We now know how the mysterious ridges covering Europa’s surface formed

Jupiter’s moon Europa is covered in weird pairs of ridges, and they may come from the refreezing of shallow pockets of liquid water hiding all over its icy shell

Space



19 April 2022

This high resolution image of the icy crust of Europa, one of Jupiter's moons, reveals a surface criss-crossed by multiple sets of ridges and fractures

Europa, one of Jupiter’s moons, has a surface criss-crossed by multiple sets of ridges

NASA/JPL/ASU

Jupiter’s moon Europa is covered in strange pairs of parallel ridges. Now, researchers have found a similar feature in Greenland and used it to unravel how such ridges form – which may help us understand how Europa’s subsurface ocean interacts with its icy shell.

Europa has parallel pairs of ridges hundreds of kilometres long and hundreds of metres high all across its surface, but it has been difficult for researchers to explain how they came about because we have no direct data on what is going on under the surface.

> [TASKS TO COMPLETE]:
a) Say whether each statement agrees with the article on Europa's ridges, answering yes or no and quoting the words from it that decide: (i) The feature resembling Europa's ridges was found in Greenland. (ii) Europa's paired ridges are tens of meters high. (iii) Researchers have direct data on what happens beneath Europa's surface.
b) Write a continuation of the article on Europa's ridges, beginning after its final sentence.

> [DATA SHOWN]:
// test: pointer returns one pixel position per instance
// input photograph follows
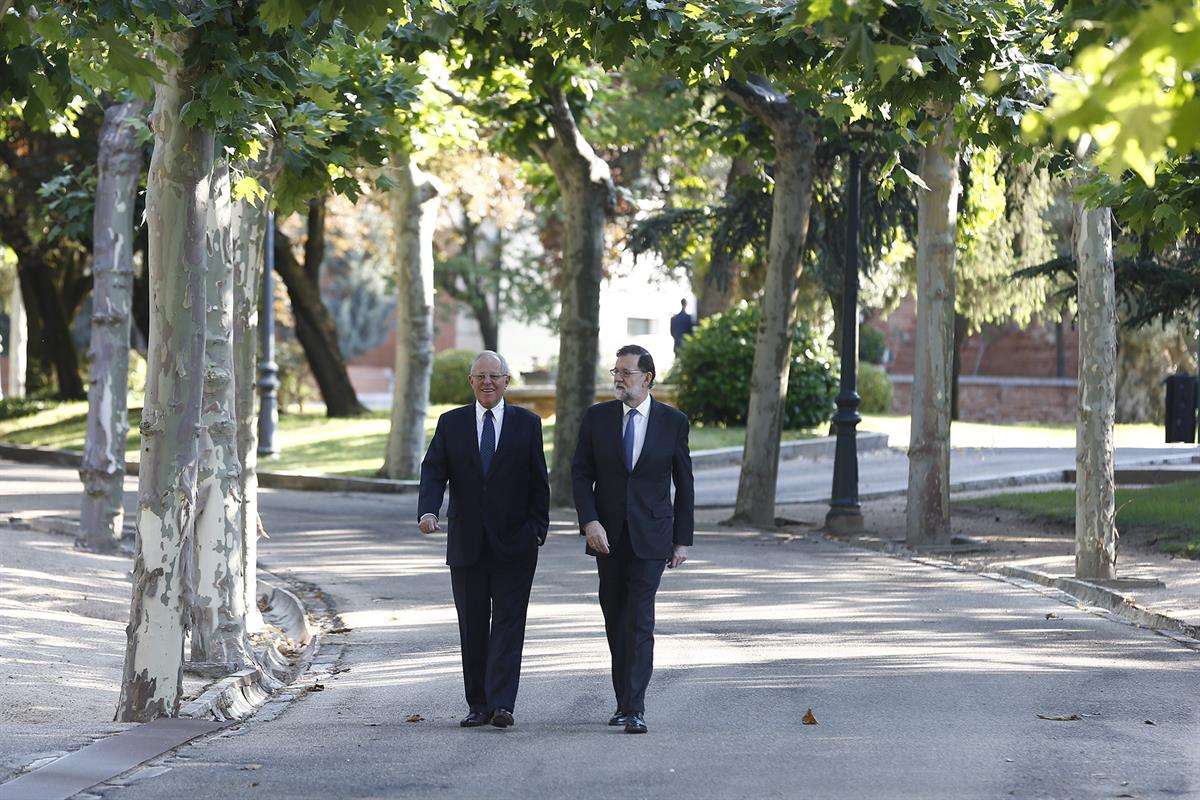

> [THE ANSWERS]:
a)
(i) Yes: "researchers have found a similar feature in Greenland"
(ii) No: "hundreds of metres high"
(iii) No: "we have no direct data on what is going on under the surface"

b)
“It’s a bit of a mystery to us at the moment what the structure of the ice shell is,” says Riley Culberg at Stanford University in California. “These double ridges are the most common surface feature that we see, so they have potential to be a particularly good way to understand the ice shell more generally.”

Culberg spotted a similar pair of ridges in satellite images of the Greenland ice sheet. He and his colleagues analysed how these formed and found that it was due to pockets of liquid water within the ice sheet. When some of that water refreezes, it expands, creating cracks in the ground and pressurising the remaining water, which pushes upwards on either side of the refrozen section. That upwelling causes the parallel ridges.

If the same process creates the ridges across Europa, that implies that there is shallow water within its 20 to 30-kilometre-thick shell of ice – something that has been suggested before, but never in connection with the ridges. “Double ridges are so common across the surface, you really have to have this shallow water pretty much everywhere,” says Culberg.

This might be good for the prospect of life on Europa. “If there’s a lot of shallow water in the ice shell, it means that there has to be some amount of exchange between the ocean and the surface,” says Culberg. “That kind of movement allows for the mixing of chemistry and heat that you need in order for life to happen.” If there is life in Europa’s ocean, it might also make its way into these pockets of fluid, making it far easier to find, he says.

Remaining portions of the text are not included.